The full listing, start to finish: write it out again exactly.

>>>>>

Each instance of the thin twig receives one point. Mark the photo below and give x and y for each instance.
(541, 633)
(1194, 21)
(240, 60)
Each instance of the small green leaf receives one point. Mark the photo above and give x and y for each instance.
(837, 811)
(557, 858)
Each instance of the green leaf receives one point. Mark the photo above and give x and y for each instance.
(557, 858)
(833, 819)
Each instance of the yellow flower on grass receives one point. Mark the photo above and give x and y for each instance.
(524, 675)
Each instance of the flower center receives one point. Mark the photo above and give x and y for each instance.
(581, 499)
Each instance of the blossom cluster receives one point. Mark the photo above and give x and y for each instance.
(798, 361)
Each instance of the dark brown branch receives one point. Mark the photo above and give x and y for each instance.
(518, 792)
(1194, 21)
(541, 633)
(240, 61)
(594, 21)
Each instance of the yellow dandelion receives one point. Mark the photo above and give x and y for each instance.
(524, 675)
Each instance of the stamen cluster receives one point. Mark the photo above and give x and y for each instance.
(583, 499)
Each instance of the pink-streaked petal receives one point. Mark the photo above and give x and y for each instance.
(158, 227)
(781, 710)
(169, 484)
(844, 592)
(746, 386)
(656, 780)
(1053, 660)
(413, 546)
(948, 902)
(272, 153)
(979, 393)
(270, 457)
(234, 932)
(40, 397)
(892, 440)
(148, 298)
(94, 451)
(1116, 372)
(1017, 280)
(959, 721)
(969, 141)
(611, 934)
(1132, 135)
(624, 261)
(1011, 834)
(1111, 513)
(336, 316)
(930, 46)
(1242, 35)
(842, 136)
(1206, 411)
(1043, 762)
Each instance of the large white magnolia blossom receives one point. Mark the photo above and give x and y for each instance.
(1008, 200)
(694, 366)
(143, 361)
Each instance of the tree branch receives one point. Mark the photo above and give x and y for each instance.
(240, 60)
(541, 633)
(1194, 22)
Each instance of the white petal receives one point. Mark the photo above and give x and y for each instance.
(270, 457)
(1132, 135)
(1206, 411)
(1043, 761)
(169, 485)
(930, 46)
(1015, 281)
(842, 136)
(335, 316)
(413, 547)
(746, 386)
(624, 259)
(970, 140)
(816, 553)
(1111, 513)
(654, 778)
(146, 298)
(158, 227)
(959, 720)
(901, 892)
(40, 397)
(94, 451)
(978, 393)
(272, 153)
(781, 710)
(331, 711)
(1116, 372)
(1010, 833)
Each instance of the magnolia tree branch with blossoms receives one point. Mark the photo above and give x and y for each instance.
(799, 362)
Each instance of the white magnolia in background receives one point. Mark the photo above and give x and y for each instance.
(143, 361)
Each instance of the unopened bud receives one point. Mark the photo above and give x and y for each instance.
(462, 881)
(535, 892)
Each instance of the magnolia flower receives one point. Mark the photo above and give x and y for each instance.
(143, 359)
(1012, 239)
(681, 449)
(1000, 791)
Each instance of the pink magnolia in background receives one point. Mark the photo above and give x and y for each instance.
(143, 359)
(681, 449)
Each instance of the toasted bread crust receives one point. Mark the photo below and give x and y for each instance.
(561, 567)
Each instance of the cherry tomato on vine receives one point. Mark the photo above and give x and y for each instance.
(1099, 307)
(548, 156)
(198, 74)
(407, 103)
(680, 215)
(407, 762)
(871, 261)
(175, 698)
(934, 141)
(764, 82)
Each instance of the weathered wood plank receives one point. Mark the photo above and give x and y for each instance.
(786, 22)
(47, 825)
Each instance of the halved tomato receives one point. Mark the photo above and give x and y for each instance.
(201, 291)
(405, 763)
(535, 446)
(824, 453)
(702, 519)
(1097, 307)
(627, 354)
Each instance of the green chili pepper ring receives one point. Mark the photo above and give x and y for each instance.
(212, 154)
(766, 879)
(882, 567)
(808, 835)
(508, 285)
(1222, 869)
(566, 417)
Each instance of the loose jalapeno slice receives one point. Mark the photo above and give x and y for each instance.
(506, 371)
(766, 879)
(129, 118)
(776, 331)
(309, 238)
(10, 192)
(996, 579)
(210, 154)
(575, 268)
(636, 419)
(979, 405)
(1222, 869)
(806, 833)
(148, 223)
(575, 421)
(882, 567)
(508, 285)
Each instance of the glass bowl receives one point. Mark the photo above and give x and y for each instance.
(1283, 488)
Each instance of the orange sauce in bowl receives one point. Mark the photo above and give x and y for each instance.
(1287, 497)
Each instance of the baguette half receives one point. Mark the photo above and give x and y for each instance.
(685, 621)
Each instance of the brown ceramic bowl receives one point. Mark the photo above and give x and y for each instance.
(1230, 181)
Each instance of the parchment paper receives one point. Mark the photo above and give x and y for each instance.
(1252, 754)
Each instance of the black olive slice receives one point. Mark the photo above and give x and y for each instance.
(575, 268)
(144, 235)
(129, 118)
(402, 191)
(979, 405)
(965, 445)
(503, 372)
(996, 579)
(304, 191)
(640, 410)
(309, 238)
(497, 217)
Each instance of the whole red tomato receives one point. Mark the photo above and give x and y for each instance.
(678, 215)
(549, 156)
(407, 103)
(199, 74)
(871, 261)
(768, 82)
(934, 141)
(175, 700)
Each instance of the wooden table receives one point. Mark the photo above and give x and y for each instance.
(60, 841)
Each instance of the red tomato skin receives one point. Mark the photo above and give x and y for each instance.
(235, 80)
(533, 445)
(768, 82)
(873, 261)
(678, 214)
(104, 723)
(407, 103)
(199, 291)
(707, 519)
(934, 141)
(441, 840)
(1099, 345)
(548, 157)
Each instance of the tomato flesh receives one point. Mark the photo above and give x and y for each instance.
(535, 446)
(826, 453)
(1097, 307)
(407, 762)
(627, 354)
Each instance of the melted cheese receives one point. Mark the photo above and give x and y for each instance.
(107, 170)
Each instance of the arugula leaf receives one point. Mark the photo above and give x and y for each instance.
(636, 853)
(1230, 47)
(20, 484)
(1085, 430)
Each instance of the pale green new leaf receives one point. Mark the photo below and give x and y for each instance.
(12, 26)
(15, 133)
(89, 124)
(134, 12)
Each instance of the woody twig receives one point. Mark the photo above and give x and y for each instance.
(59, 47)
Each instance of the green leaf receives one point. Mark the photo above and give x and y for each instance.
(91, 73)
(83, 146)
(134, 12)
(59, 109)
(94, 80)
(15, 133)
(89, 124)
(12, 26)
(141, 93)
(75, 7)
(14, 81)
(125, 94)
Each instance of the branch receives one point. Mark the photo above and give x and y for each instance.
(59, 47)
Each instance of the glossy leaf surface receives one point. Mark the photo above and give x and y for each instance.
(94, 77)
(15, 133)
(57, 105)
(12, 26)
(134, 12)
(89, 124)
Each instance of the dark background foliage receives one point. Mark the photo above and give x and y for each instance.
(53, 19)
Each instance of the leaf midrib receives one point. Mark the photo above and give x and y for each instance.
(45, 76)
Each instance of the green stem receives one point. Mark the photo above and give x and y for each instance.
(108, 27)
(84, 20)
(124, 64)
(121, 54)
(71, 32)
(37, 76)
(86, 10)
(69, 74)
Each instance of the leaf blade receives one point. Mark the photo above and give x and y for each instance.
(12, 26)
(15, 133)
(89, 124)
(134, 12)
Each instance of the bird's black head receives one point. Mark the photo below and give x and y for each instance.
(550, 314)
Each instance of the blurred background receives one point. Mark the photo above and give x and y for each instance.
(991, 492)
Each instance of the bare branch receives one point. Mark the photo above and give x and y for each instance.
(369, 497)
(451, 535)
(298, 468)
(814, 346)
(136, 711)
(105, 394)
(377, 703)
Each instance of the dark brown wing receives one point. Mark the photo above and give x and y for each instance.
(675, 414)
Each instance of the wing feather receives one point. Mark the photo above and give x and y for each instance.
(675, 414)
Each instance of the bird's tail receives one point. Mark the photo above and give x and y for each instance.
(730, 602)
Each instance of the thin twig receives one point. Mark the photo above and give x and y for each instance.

<<<<<

§ WRITTEN RESPONSE
Each instance of the thin twig receives one point. Mark the photo below and give x and y for each instance.
(541, 633)
(1194, 21)
(240, 60)
Each instance of the small green leaf receives one point. Mark the photo above and give x and y for each instance.
(837, 811)
(557, 858)
Each instance of the green leaf receives one point. Mark the photo above and give x and y for each instance.
(557, 858)
(833, 819)
Each instance of the yellow flower on grass receives one point. Mark the photo above and give x and y for each instance.
(524, 675)
Each instance of the flower center receives one point. Mark the photo above and give x and y for each instance.
(581, 499)
Each instance of the blossom cluster receives one point. Mark the photo above and give x and y for each instance.
(798, 361)
Each instance of the dark brown branch receives one point. Mark the photo above and give x and y for each instance.
(518, 792)
(1194, 21)
(541, 633)
(240, 61)
(594, 21)
Each instance of the yellow dandelion receives one point. Mark the photo above and give x and y for each instance.
(524, 675)
Each instance of the stamen cluster receives one point. Mark the photo above and give x and y for each instance.
(583, 499)
Each instance of the pink-streaked petal receives one point. Mark the photo above and give x and y for each instance.
(158, 227)
(781, 710)
(169, 484)
(844, 592)
(746, 386)
(656, 780)
(1053, 660)
(413, 546)
(948, 902)
(272, 153)
(979, 393)
(270, 457)
(234, 932)
(40, 397)
(892, 440)
(148, 298)
(94, 451)
(1116, 372)
(1017, 280)
(959, 721)
(969, 141)
(611, 934)
(1132, 135)
(624, 261)
(1011, 834)
(1111, 513)
(336, 316)
(930, 46)
(1242, 35)
(842, 136)
(1206, 411)
(1043, 762)
Each instance of the large white magnolia blossom receives one point. Mark the photo above and give x and y for each instance.
(1008, 200)
(694, 366)
(143, 361)
Each instance of the tree branch receives one point. Mark the photo above and give x and y for each instance.
(240, 60)
(541, 633)
(1194, 22)
Each instance of the white petal receives one point. Mark the photo above and give x and y for each instance.
(270, 457)
(1132, 135)
(1206, 411)
(1043, 761)
(169, 485)
(930, 46)
(1015, 281)
(842, 136)
(335, 316)
(413, 547)
(746, 386)
(624, 259)
(970, 140)
(816, 553)
(1111, 513)
(654, 778)
(146, 298)
(158, 227)
(959, 720)
(901, 892)
(40, 397)
(94, 451)
(978, 393)
(272, 153)
(781, 710)
(331, 711)
(1116, 372)
(1010, 833)
Each instance of the magnolia tree branch with blossoms receives one point. Mark the photo above and give x and y for each instance.
(799, 362)
Each instance of the white magnolia in background receives one point. Mark the photo above and give x and y for each instance.
(143, 361)
Each instance of the unopened bud receives one point. Mark the photo above and give x and y for each instance.
(462, 881)
(535, 892)
Each instance of the magnolia flower receives one point. Mark the photo above and give x and y for each instance.
(143, 359)
(1012, 239)
(681, 449)
(1000, 791)
Each instance of the pink magnolia in background receives one point. Mark the photo above and give x and y for each instance.
(143, 359)
(681, 449)
Each instance of the toasted bread crust receives one point. Mark the photo below and give x and y for each instance.
(561, 567)
Each instance of the cherry tomato on vine receives one point. Mark the photo above and give x and y for each instance.
(1099, 307)
(548, 156)
(198, 74)
(407, 103)
(680, 215)
(407, 762)
(871, 261)
(175, 698)
(934, 141)
(764, 82)
Each instance of the weathered wood plank receives one point. Mark the photo above and give x and y for each instance.
(786, 22)
(47, 825)
Each instance of the halved tomato receives one point. Mark the photo above and give x and y for each instance.
(201, 291)
(405, 763)
(535, 446)
(824, 453)
(702, 519)
(1097, 307)
(627, 354)
Each instance of the green chili pepper ring receives one point. Mark the photo above and give x and y for each instance.
(212, 154)
(766, 879)
(882, 567)
(808, 835)
(508, 285)
(1222, 869)
(566, 417)
Each instance of the loose jalapeno slice receives one point. Mark the photo above and give x and y for each instance.
(506, 371)
(766, 879)
(129, 118)
(776, 331)
(309, 238)
(10, 192)
(996, 579)
(210, 154)
(575, 268)
(636, 419)
(979, 405)
(1222, 869)
(806, 833)
(148, 223)
(575, 421)
(882, 567)
(508, 285)
Each instance of the glass bowl receives one point. Mark the photo above and give x and y for each instance.
(1283, 488)
Each instance of the orange sauce in bowl receives one point. Mark the photo above and give x and y for each instance.
(1287, 497)
Each instance of the baguette half receives one point. Mark the photo above and give x and y for each instance.
(685, 621)
Each instance of the brown ceramic bowl receives one point. Mark the photo above and give x and y for each instance.
(1230, 181)
Each instance of the parchment paper receives one point. Mark the photo above and give x and y for each instance.
(1252, 754)
Each instance of the black olive slice receives one point. Mark the photo above and give x and y for each instance.
(575, 268)
(144, 235)
(129, 118)
(402, 191)
(979, 405)
(965, 445)
(503, 372)
(996, 579)
(304, 191)
(640, 410)
(309, 238)
(497, 217)
Each instance of the whole red tomato receives one point. Mark the photo above and give x and y for each instance.
(678, 215)
(549, 156)
(407, 103)
(199, 74)
(871, 261)
(768, 82)
(934, 141)
(175, 700)
Each instance of the wooden table receives one point. Mark the photo above and give x and y for each instance.
(60, 841)
Each instance of the red tomato skin receives one point. Mark the photo above and give x and y for each instance.
(235, 80)
(533, 445)
(768, 82)
(873, 261)
(678, 214)
(104, 723)
(407, 103)
(199, 291)
(707, 519)
(934, 141)
(441, 840)
(1099, 345)
(548, 157)
Each instance of the tomato flesh receives one point. Mark the photo above and give x and y for each instance.
(535, 446)
(826, 453)
(1097, 307)
(407, 762)
(627, 354)
Each instance of the melted cheese receives one point. Mark the photo above and give x and y for each instance.
(107, 170)
Each instance of the arugula leaf receives one point. Mark the photo above and give x and y for each instance.
(636, 853)
(1230, 47)
(20, 484)
(1085, 430)
Each instance of the pale green new leaf receives one point. Mark the photo below and give x and y for each instance.
(12, 26)
(15, 133)
(89, 124)
(134, 12)
Each instance of the woody twig receives one point. Mark the photo above and give x and y for each instance.
(59, 47)
Each instance of the green leaf receives one point. Mark the photo above and give x and y for each instance.
(91, 73)
(83, 146)
(134, 12)
(59, 109)
(94, 80)
(15, 133)
(89, 124)
(12, 26)
(141, 93)
(75, 7)
(14, 81)
(125, 94)
Each instance of the branch receives one point. Mark the photo above and give x and y for each instance.
(59, 47)
Each instance of the glossy leaf surface receives one point. Mark the photo above and give x and y for each instance.
(94, 77)
(15, 133)
(57, 105)
(12, 26)
(134, 12)
(89, 124)
Each instance of the dark background foliage receives one point. Mark the photo above and give x and y for each instance.
(53, 19)
Each instance of the leaf midrib receives one point. Mark the photo above and give x and y for each instance.
(45, 76)
Each instance of the green stem receives one point. Mark the photo above and give x and y for each instance.
(108, 27)
(84, 20)
(124, 64)
(121, 54)
(71, 32)
(37, 76)
(86, 10)
(69, 74)
Each instance of the leaf blade receives one point. Mark the photo above and give x and y for each instance.
(12, 26)
(15, 133)
(89, 124)
(134, 12)
Each instance of the bird's black head receives one point. Mark the photo below and give x and y for each instance.
(550, 314)
Each instance of the blurred background receives one point. Mark the photo above and give x and y for each instance.
(991, 492)
Each instance of the bare branch receives one point. Mark the photo above and give x and y for each instance.
(369, 497)
(451, 535)
(298, 468)
(814, 346)
(136, 711)
(105, 394)
(377, 703)
Each instance of the dark brown wing receives one point. Mark the photo above and give x and y for each instance.
(675, 414)
Each instance of the wing feather receives one point. Mark the photo above and give x and y for each instance.
(675, 414)
Each instance of the bird's tail receives one point. Mark the photo above and give x and y for each instance.
(730, 602)
Each instance of the thin twig receives one point. Mark the photo above and give x and y for each instance.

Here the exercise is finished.